**STATED PROBLEM**
Extract each line of the data and write it out again exactly.

BEGIN INFORMATION SUPPLIED

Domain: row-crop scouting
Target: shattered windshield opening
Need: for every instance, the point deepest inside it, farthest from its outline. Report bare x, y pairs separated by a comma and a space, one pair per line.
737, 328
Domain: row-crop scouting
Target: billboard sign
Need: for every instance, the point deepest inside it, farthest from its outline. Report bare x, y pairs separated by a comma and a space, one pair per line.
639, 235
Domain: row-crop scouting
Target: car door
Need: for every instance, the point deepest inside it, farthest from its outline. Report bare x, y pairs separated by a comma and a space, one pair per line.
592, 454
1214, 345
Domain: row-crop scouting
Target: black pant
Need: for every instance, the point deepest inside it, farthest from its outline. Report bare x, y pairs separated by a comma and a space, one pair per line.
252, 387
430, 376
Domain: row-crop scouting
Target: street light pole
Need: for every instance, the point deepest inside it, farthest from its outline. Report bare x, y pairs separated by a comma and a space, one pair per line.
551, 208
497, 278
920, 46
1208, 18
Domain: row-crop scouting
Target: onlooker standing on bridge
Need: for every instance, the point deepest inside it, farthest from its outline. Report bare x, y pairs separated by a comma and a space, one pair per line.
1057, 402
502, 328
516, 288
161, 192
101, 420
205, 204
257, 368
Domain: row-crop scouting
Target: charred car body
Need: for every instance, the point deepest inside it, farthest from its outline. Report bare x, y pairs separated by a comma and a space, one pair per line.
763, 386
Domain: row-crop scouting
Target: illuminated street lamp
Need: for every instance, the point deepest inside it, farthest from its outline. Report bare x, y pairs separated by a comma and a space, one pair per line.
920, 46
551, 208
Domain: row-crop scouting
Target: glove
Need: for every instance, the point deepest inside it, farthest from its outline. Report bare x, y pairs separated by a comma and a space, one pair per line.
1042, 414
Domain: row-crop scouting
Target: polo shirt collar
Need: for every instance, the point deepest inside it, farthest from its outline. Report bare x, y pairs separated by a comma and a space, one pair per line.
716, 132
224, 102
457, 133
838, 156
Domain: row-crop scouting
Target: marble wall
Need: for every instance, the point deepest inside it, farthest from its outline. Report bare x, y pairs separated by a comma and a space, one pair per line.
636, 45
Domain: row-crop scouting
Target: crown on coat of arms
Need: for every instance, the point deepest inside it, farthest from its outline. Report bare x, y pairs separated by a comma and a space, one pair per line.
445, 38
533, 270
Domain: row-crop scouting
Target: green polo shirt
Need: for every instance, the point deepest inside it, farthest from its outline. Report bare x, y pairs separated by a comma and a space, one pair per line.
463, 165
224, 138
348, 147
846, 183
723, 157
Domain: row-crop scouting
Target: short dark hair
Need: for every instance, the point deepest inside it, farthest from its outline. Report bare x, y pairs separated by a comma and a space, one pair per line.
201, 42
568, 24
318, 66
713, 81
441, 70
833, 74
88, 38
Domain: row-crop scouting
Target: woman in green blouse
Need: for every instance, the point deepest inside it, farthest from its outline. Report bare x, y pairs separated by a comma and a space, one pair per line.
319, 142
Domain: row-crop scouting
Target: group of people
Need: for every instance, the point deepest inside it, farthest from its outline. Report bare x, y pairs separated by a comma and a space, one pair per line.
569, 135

END INFORMATION SUPPLIED

**EXERCISE RESPONSE**
Domain: row-crop scouting
Target: shattered windshield opening
Need: for every instance, the point deepest inside it, farthest from its outline. Report bare x, y pairs separated by a comma and a space, one pair per line.
737, 328
Domain: row-crop scouting
Target: billboard sign
Need: for every instance, the point deepest inside it, farthest from its outline. Report bare x, y pairs separated by a comma and a space, one pair per line.
639, 235
Domain: row-crop scouting
Target: car door
Need: for every instance, the point deepest inside it, farthest from its outline. Report bare x, y pairs separated by a comma and a space, one pair per line.
592, 454
1214, 345
Domain: row-crop scouting
Target: black pant
Need: for every instance, the point deepest inside it, farthest from its outline. Report bare x, y pairs separated by a comma and a space, one pair per line.
252, 387
430, 376
Domain: row-crop scouting
Target: street light pole
Need: for every instance, the point deepest inside it, farthest from its outline. Report bare x, y pairs separated by a comma and a space, one pair per line.
551, 208
497, 278
920, 46
1208, 18
Domain: row-crop scouting
Target: onlooker standing on bridge
Need: for every instance, the point deepest inside it, farthest from its outline. Report bare x, y pairs separated by a comma and a space, one pair per line.
1057, 402
502, 328
516, 288
161, 192
101, 420
205, 204
257, 368
Domain: row-crop scouting
Target: charred car body
Need: for every instance, the point deepest inside it, farthest from its outline. Report bare x, y pairs separated by a comma and a space, one pair per line.
763, 386
Domain: row-crop scouting
Target: illuminated street lamp
Need: for every instance, the point deepest inside it, farthest from its outline. Report bare x, y pairs separated by a comma and a space, one pair per line.
920, 46
551, 208
Domain: row-crop scouting
Target: glove
Need: for every instance, the point deepest inside it, farthest from its outline. Report bare x, y pairs separated by a comma and a space, one pair per line.
1042, 414
Domain: row-crop scouting
Target: polo shirt collar
Need: for every instance, the point deepest inside it, farthest from its outline. Report bare x, y pairs separated by a comma and a space, one pair per line.
716, 132
224, 102
457, 133
838, 156
Domain: row-crop scouting
Target: marble wall
Need: for every instance, the point deepest inside it, farthest from its outline. Report bare x, y pairs separated by a comma and a space, one pair per line.
636, 45
Domain: row-crop scouting
Target: crown on coat of arms
Need: for every instance, the point deepest inside it, farthest from its outline. Report bare x, y pairs separated by a comma and a space, one pair per line.
445, 38
533, 270
Domain: row-crop scouting
Target: green polo shirt
Need: for every instance, the point deepest inside it, farthest from its outline. Report bare x, y pairs separated by a comma and a space, one pair per line.
463, 165
224, 138
348, 147
846, 183
723, 157
Domain: row-crop scouting
Target: short dark hair
Need: for every instance, the point deepest inside it, farthest from its outline. Report bare x, y pairs separated by a comma and a space, one pair per line.
201, 42
568, 24
318, 66
713, 81
441, 70
833, 74
88, 38
Domain: row-crop scouting
Target: woman in green blouse
Need: for every instance, the point deepest inside it, farthest from its outline. Report bare x, y pairs separated by a comma and a space, one pair per line.
319, 142
Domain: row-crop scouting
Target: group of people
Need: for every instance, the point deepest inside it, farthest from its outline. Report bare x, y pairs separated by a comma and a space, one pair per line.
569, 135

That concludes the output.